* [Task instructions]: Continue the journal entry about getting ready for a proof-of-pregnancy appointment, starting right after its last sentence.

* [Passage for review]:
/---
I have two hours before my appointment to get 'proof of pregnancy'. I feel kind of nervous. I don't know why, probably anxiety. I hate doing stuff like this, but I know I have to get used to it because it'll be happening a lot. I'm sure after going to the doctor a few times I'll start to feel relaxed about it. I'll be so relieved when I have my medical card.

My sister's supposed to take me up there. I honestly don't feel like doing my hair, so I just scrunched it and I'm waiting for it to air dry. I supposed I'll put a little bit of makeup on though. But then I'll have to take it off later. If you haven't noticed I feel lazy. I don't know why because I got up and had energy to hardcore clean my room. Maybe that's what got me.
\---
* [Supplied entries]:
/---
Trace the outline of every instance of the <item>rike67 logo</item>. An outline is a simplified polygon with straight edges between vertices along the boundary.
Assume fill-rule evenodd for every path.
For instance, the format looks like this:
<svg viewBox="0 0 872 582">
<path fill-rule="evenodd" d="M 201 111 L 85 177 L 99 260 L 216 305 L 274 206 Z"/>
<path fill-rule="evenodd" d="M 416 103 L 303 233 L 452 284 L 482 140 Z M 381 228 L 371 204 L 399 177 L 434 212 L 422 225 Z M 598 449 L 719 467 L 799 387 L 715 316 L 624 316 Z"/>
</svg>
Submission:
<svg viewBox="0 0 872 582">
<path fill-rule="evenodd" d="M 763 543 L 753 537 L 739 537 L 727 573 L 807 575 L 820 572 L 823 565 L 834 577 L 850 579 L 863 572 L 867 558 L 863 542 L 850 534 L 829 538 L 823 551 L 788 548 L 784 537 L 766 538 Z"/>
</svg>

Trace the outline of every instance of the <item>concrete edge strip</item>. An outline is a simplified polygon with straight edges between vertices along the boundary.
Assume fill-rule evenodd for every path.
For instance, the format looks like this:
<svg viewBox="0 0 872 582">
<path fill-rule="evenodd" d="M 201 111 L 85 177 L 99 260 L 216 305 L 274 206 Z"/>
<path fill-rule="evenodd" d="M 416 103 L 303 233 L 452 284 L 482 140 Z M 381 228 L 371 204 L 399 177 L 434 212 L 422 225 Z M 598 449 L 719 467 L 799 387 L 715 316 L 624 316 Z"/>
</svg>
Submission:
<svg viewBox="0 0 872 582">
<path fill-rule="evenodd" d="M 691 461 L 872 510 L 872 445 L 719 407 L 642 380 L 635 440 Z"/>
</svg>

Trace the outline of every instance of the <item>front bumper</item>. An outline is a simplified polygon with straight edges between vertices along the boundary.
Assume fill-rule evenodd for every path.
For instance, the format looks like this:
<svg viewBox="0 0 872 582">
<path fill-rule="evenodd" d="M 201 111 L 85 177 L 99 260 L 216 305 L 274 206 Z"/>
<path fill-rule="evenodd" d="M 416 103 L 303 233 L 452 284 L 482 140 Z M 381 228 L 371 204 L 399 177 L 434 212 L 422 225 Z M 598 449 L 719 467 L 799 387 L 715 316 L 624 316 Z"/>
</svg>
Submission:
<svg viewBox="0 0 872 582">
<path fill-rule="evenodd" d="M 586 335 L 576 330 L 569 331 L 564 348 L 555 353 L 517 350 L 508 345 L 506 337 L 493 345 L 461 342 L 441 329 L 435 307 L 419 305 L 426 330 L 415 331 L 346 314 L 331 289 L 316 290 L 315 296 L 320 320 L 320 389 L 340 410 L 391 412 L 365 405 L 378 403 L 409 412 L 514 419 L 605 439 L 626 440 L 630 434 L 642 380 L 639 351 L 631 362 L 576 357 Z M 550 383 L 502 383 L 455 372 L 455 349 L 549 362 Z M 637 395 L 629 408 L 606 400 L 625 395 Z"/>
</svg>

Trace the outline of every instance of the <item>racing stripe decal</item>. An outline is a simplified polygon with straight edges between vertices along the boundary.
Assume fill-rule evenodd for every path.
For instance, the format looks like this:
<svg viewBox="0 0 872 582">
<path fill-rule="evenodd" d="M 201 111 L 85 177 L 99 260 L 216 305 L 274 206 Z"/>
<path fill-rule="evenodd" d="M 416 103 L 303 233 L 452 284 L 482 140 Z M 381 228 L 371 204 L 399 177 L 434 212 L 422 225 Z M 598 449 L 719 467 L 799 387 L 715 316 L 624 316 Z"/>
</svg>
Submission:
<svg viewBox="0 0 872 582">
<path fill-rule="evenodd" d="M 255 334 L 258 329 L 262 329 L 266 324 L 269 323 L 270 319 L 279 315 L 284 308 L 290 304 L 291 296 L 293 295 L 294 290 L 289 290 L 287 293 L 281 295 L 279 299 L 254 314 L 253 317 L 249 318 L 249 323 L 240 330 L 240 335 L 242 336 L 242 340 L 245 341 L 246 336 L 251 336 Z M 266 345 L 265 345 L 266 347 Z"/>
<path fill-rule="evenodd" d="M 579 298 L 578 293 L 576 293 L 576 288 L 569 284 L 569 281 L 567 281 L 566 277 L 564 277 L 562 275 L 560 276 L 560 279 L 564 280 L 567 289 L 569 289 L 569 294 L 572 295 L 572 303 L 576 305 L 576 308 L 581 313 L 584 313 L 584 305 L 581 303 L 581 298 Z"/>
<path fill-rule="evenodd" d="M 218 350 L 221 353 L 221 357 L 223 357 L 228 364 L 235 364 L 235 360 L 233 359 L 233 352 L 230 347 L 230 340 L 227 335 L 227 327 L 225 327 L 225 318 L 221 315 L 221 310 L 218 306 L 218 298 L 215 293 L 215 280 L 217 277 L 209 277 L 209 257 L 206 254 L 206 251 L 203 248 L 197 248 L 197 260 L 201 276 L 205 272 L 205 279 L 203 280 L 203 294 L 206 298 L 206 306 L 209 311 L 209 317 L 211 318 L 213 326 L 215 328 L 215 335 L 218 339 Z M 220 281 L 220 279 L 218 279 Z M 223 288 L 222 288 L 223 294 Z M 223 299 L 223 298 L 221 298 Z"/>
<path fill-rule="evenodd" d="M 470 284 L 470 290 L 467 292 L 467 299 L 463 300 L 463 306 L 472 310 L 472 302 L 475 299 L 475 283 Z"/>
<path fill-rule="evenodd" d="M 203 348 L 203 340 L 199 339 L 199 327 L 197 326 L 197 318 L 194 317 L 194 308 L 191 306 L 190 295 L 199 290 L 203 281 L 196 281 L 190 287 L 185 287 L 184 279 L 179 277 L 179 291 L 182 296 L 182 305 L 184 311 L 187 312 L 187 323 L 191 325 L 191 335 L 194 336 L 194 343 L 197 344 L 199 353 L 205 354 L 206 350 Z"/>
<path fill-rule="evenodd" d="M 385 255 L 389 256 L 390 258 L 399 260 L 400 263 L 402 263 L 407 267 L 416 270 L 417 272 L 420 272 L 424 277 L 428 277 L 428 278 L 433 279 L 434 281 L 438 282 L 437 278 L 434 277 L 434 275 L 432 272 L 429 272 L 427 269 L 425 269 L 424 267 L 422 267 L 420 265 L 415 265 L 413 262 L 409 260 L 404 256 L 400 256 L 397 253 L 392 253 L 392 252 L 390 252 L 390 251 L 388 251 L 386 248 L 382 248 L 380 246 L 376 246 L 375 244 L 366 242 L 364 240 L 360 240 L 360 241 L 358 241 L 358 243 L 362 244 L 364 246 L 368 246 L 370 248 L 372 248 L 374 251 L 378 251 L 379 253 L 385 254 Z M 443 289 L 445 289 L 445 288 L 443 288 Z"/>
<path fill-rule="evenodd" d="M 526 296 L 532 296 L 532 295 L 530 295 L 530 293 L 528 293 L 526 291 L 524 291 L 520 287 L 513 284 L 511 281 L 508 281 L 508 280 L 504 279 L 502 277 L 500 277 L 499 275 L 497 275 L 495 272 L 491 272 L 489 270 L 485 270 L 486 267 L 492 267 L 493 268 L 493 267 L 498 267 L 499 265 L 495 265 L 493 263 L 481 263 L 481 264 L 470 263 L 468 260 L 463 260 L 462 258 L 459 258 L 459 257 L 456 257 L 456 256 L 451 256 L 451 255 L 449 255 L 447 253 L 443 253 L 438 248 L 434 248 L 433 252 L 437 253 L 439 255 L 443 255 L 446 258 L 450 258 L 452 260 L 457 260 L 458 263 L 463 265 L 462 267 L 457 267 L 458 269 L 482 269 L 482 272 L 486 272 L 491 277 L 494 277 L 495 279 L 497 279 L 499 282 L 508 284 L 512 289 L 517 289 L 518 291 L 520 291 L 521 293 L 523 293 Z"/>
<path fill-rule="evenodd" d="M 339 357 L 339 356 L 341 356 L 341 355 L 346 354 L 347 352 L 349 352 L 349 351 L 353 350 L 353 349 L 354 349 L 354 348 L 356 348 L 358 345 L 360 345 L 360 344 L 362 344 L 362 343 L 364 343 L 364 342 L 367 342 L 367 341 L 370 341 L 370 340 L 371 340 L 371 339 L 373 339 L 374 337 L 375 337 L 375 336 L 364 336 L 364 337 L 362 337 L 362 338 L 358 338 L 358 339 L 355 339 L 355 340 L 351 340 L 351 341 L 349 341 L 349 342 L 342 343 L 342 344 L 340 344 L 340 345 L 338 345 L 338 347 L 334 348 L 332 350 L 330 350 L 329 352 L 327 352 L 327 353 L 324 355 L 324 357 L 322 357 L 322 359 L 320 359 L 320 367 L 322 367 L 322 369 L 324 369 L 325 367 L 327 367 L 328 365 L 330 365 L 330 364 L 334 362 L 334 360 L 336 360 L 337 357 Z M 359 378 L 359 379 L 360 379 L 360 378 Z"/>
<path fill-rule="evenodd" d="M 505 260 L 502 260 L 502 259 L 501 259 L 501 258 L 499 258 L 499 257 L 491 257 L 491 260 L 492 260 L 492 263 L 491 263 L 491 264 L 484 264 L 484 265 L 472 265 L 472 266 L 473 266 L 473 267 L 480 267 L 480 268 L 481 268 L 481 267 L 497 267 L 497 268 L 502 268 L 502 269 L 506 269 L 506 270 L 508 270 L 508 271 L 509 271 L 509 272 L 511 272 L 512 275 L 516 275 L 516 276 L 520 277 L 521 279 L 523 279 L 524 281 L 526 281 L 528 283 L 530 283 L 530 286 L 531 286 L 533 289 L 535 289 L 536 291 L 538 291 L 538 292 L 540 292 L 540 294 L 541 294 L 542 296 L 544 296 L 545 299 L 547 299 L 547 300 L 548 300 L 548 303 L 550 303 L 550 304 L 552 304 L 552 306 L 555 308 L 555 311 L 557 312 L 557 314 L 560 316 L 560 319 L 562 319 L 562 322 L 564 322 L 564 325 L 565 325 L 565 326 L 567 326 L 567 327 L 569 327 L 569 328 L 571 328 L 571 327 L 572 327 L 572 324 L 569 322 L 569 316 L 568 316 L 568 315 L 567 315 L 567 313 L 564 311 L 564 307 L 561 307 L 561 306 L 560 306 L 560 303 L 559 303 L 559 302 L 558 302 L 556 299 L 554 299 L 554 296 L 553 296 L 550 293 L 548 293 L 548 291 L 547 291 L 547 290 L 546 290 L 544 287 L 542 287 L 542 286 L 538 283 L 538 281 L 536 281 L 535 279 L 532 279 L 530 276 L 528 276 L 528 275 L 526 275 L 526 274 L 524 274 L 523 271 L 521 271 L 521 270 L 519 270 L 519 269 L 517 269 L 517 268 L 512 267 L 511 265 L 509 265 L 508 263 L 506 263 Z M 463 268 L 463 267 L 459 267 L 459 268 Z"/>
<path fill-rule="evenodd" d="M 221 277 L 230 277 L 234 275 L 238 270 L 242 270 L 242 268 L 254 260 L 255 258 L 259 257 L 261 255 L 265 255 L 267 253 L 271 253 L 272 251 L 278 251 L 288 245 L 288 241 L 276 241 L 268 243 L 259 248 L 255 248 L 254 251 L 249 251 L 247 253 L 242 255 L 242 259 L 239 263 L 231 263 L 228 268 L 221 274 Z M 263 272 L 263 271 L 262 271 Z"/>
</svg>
\---
* [Answer to the exercise]:
I feel like people are going to be looking at me like I'm really young. I know I shouldn't let that get to me, because I AM 25 years old. I may look young, but I'm not. This was actually the age I always wanted to start having children at. It just feels like the perfect age to me. So people will just have to get over it.

I haven't had any more morning sickness, sore breasts, or naps. It's weird how it all just went away. I hope that doesn't mean anythings wrong. I worry so much and I don't know why. I think because I want this so bad, and always have. This Saturday I'll be going into my 7th week. Half way until I feel 'safe'.